TAREFA PEDIDA:
Passe para o inglês esta frase do texto sobre o não-recurso às políticas públicas: "Além disso, esta análise não permite explicar por que este fenômeno ocorre."

━━━ TEXTO DADO

A abordagem teórica de não-recurso visa compreender as limitações das políticas públicas, especialmente, no que diz respeito ao seu alcance e resultados. O objetivo de aplicar esta abordagem é explicar por que pessoas ou famílias não acessam políticas e serviços públicos aos quais têm direito segundo a legislação em vigor (HAMEL; WARIN, 2014; WARIN, 2016). Esta abordagem surgiu nos anos 1930 no Reino Unido. Nos anos 1970, as pesquisas nesta perspectiva passaram a empregar o cálculo da taxa de Não-Recurso (NR), a partir da relação entre o público elegível que recebe o benefício (NeR) sobre o total de indivíduos elegíveis (Ne) (LISTER, 1974; CATRICELOREY, 1976; OUTIN et al., 1979). Esta formulação é criticada porque, enquanto o público elegível que recebe o benefício (NeR) é relativamente fácil de ser quantificado, o total de indivíduos elegíveis (Ne) de uma dada política pública nem sempre é conhecido. Além disso, esta análise não permite explicar por que este fenômeno ocorre. 

Observatoire des Non-Recours aux Droits et Services (ODENORA), vinculado à Universidade Grenoble Alpes (França) formulou outra estratégia de análise que forneceu uma tipologia explicativa das razões pelas quais grupos ou pessoas não acessam as políticas públicas. Esta perspectiva de análise do fenômeno de não recurso às políticas públicas enfatiza as desigualdades sociais que promovem acessos diferenciados aos mesmos direitos. Esta análise remete a ações de escuta e aumento da visibilidade do público alvo que precisam ser sensíveis ao elaborador e aos gestores das políticas públicas.

Esta tipologia consiste em três categorias: 

i) Não conhecimento: quando falta informação sobre a existência ou modo de acesso a determinada política pública ou quando não há proposição do prestador da política pública; 

ii) Não demanda: quando uma pessoa ou família elegível e informada decide não acessar a política por não adesão aos princípios da oferta ou por interesses diversos ou por entender que há desvantagem na relação custo/benefício ou por autoestima ou por constrangimentos decorrentes da complexidade do acesso, do descrédito da sua elegibilidade, das suas chances ou das suas capacidades, da sua dificuldade de expressar suas necessidades;

iii) Não recepção: quando uma pessoa ou família elegível solicita, mas ou não recebe por completo o efeito da política pública em função de abandono do acompanhamento do pedido ou de acordo paralelo com o prestador ou falta de atenção com os procedimentos ou precariedade do serviço do prestador (WARIN, 2010).

━━━━━━
━━━ DADOS FORNECIDOS

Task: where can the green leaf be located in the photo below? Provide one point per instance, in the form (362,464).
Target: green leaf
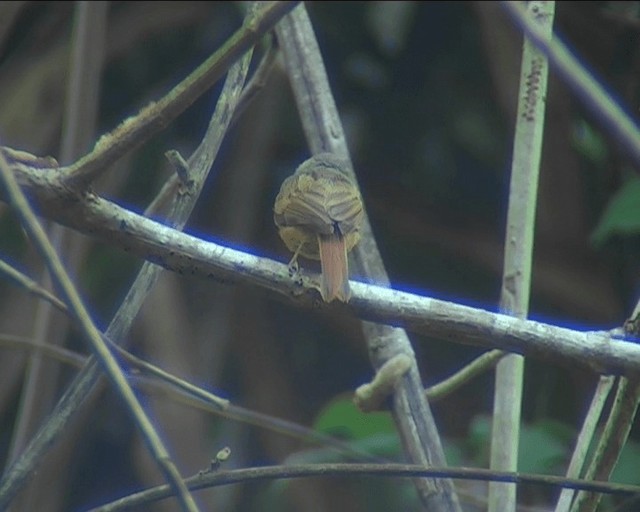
(343,419)
(622,215)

━━━━━━

RESPOSTA DA TAREFA:
Furthermore, this analysis does not make it possible to explain why this phenomenon occurs.